• [COMPLETA LO SIGUIENTE]:
- A) Transcribe, sin alterar nada, la parte del texto sobre Caja Madrid y Bankia que va desde "El dato es importante" hasta "de esa inversión.".
- B) ¿Puedes seguir escribiendo el texto sobre el escándalo de Caja Madrid y Bankia a partir de su última oración?

• [FRAGMENTO DEL TEXTO]:
■ ■ ■ ■ ■

Si ya de por sí constituye todo un escándalo, todavía lo es más es cuando esta orgía y despilfarro con dinero ajeno no solo se hizo cuando Caja Madrid tuvo que ser rescatada en marzo de 2011 a través de la aportación de 4.465 millones de euros por parte de fondos públicos, sino porque se hizo una vez constituida Bankia, el banco formado por la fusión de la caja de ahorros madrileña y la valenciana Bancaja, que necesitó 22.400 millones de euros para su reflotamiento. Es decir, más de la mitad de los 40.000 millones de euros que el Gobierno de Rajoy pidió a Bruselas con destino al saneamiento del maltrecho sistema financiero español y, de paso, tratar de evitar el rescate del Estado por parte de la UE.
El dato es importante no por desconocido sino porque, a la falta de profesionalidad y de rigor demostradas en las inversiones de algunas cajas de ahorro -sobre todo en el sector inmobiliario- se une la actuación inmoral de unos truhanes que engordaron su patrimonio sin declarar a Hacienda, mientras en la calle los jubilados suscriptores de preferentes se manifestaban por la imposibilidad de rescatar los ahorros de toda una vida invertidos en un producto vendido aprovechando la ignorancia y el desconocimiento de los firmantes, tal y como estamos viendo en una buena cantidad de sentencias judiciales que están condenando a las entidades financieras a la devolución de esa inversión.
Pero la obscenidad del caso es tal que, aparte del PP -que no puede parecer extraño cuando su tesorero reconoce que hasta hace poco funcionaba con doble contabilidad y cobraba comisiones por favores prestados- sino que en esa Sodoma y Gomorra que era Caja Madrid gentes del PSOE, de Izquierda Unida, de sindicatos como CCOO y UGT y hasta un diplomático vinculado a la Casa Real tiraban de tarjeta con la alegría de alguien que se sabe que no le van a pillar.
Gracias a estos desmanes, a los que hay que sumar otros cometidos por directivos de Caja del Mediterráneo, Caja Castilla-La Mancha -que están procesados en sendos procedimientos abiertos por la Audiencia Nacional-, Caixa Catalunya, Caixa Galicia, etc., que provocaron la intervención del Estado y la aportación de fondos públicos, se inició una reestructuración de las cajas de ahorro para su conversión en bancos y su transformación a final de año en fundaciones bancarias, si ostentan más del 10% del capital de la entidad.
El hecho de que las cajas vascas tuvieran que fusionarse en Kutxabank y ahora se conviertan en fundaciones bancarias para administrar su participación en el banco y gestionar la Obra Social no es consecuencia de una decisión que viene de Bruselas, sino de la actitud irresponsable e inmoral de esa casta de políticos -usando el concepto de Podemos-, que han utilizado la cosa pública con afán de lucro, contando con la aquiescencia o el mirar para otro lado de las estructuras de los partidos, los sindicatos, los empresarios, la monarquía y hasta la judicatura. Todo en España es corrupción.

■ ■ ■ ■ ■

• [DATOS PROPORCIONADOS]:
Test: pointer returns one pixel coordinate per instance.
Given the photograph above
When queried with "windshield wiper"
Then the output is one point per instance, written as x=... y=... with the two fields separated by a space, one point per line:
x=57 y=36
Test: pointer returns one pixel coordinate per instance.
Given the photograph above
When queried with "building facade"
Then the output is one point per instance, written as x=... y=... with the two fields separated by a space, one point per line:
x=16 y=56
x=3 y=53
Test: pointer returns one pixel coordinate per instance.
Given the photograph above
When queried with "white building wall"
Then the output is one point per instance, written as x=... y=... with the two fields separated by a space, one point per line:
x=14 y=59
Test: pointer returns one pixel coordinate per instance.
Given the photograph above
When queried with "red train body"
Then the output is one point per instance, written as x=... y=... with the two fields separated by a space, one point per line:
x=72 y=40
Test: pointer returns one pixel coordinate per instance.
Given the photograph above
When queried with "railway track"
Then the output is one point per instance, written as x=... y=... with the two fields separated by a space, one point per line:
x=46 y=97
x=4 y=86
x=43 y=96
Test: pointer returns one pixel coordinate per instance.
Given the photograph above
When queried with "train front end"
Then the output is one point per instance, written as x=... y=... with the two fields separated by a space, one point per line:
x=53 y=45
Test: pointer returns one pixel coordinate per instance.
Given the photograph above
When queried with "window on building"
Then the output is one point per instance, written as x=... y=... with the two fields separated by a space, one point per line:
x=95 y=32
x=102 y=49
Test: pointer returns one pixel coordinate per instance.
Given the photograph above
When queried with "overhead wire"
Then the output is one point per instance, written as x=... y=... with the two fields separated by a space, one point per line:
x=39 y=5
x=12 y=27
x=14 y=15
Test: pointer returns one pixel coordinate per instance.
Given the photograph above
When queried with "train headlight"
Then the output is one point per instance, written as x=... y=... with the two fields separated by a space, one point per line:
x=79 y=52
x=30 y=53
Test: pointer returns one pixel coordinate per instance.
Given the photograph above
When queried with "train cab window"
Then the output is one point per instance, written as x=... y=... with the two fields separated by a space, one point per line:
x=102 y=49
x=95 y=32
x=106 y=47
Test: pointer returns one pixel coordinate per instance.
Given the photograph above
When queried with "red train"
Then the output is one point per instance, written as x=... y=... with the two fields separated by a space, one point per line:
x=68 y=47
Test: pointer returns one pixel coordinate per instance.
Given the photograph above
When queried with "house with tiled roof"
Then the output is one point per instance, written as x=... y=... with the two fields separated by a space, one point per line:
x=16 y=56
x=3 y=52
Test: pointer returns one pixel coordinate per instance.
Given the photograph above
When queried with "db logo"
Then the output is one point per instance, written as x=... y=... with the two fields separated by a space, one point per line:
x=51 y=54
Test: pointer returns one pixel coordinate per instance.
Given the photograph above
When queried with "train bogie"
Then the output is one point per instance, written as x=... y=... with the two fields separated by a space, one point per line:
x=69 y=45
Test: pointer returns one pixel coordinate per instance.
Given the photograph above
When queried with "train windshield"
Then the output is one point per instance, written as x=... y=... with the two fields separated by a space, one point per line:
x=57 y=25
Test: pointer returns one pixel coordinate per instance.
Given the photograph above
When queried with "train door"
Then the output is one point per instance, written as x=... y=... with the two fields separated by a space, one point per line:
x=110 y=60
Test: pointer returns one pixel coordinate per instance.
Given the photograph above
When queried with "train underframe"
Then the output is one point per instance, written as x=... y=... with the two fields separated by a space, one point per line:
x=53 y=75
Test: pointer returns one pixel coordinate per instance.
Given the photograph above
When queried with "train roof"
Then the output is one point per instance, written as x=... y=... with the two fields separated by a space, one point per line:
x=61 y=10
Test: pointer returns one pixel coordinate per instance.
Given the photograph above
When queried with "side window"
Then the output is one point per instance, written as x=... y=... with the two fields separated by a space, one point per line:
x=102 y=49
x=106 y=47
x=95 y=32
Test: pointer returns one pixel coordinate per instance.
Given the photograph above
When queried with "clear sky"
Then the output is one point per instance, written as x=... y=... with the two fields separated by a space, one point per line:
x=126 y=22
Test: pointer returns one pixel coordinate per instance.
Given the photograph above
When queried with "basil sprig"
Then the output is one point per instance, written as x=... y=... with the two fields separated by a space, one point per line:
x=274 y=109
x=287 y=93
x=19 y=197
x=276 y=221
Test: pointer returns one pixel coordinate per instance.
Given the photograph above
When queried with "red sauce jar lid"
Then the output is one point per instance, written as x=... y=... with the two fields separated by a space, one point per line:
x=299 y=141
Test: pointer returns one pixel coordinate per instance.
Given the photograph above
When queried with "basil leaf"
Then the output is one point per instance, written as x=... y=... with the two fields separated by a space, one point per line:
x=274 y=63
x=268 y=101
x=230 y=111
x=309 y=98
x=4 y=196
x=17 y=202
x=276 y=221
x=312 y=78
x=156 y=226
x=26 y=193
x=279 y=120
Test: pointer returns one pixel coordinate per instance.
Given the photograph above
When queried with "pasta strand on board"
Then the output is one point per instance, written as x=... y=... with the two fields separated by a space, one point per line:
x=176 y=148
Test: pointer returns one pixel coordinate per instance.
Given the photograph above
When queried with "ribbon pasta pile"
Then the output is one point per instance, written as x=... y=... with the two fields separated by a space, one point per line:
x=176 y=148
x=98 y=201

■ ■ ■ ■ ■

• [EJERCICIOS RESUELTOS]:
- A)
El dato es importante no por desconocido sino porque, a la falta de profesionalidad y de rigor demostradas en las inversiones de algunas cajas de ahorro -sobre todo en el sector inmobiliario- se une la actuación inmoral de unos truhanes que engordaron su patrimonio sin declarar a Hacienda, mientras en la calle los jubilados suscriptores de preferentes se manifestaban por la imposibilidad de rescatar los ahorros de toda una vida invertidos en un producto vendido aprovechando la ignorancia y el desconocimiento de los firmantes, tal y como estamos viendo en una buena cantidad de sentencias judiciales que están condenando a las entidades financieras a la devolución de esa inversión.

- B)
La desaparición de las cajas vascas no es una decisión de la Troika (UE, BCE y FMI) que ha impuesto al Estado español como consecuencia de una reestructuración del sistema financiero europeo debido a la crisis, sino del despilfarro y la inmoralidad con la que los políticos españoles han gestionado las cajas de ahorros, provocando consecuencias sistémicas que ahora estamos pagando todos, incluso las entidades bien gestionadas como es el caso de las vascas. Están pagando justos por pecadores con todas las consecuencias que ello está causando en nuestro caso, debido a la raigambre que estas entidades de crédito tenían en la sociedad vasca. De hecho, en Alemania y en Francia, aunque de otro tamaño y con otras formas jurídicas, siguen existiendo cajas de ahorros.
Lo que está pasando con las cajas vascas como consecuencia de estos desmanes es lo que el catedrático de Economía de la Universidad de Columbia y asesor del Foro de Davos, Xavier Sala-i-Martín, llamó, en una conferencia organizada por el Observartorio para el Desarrollo Socioeconómico de Euskal Herria (Gaindegia) en Donostia el pasado mes de junio, “el coste de la dependencia”; es decir, lo que a los catalanes y a los vascos nos está suponiendo pertenecer a un Estado que en vez de dar nos quita en su afán recentralizador y con sus decisiones nos está perjudicando en nuestro desarrollo económico.
Sala-i-Martín centró su conferencia en demostrar con cuadros, datos y estadísticas el coste que Cataluña tiene en este momento por pertenecer al Estado español frente a aquellos agoreros que centran el discurso en sentido contrario, es decir, en colocar lo mal que van a pasar los catalanes si de independizan. La conclusión fue clara: “La independencia no resolverá por sí sola los problemas que tiene Cataluña, pero es una oportunidad”. Y en esa oportunidad “no hay ninguna garantía de que los catalanes lo haremos bien; no somos los mejores, tampoco los peores, pero al menos no vamos en nuestra contra”.
Si el profesor Sala-i-Martín demostró con números que Catalunya es viable económicamente sin España porque los grandes problemas que existen en el Estado, empezando por la corrupción, son irresolubles porque forman parte de la larga tradición de la cultura de la picaresca, -por no hablar de cambios necesarios en el tejido productivo, la deuda pública, el gasto del sector público, etc.-, de la misma forma, el Gobierno de Escocia ha utilizado argumentos económicos para demostrar que la independencia es la mejor solución frente a la continuidad con el Reino Unido.
En un informe firmado por el exprimer ministro Alex Salmond se dan a conocer unos cuantos datos que ponen de relieve diferencias entre los dos países tan interesantes como que el gasto público en Escocia supone el 42,7% del PIB, frente al 45,5% de Londres, a lo que hay que sumar que la recaudación fiscal por contribuyente es de 10.700 libras en el primer caso frente a las 9.000 del segundo o que el déficit fiscal neto en Edimburgo significa el 5% del PIB frente al 7,9% del de Gran Bretaña.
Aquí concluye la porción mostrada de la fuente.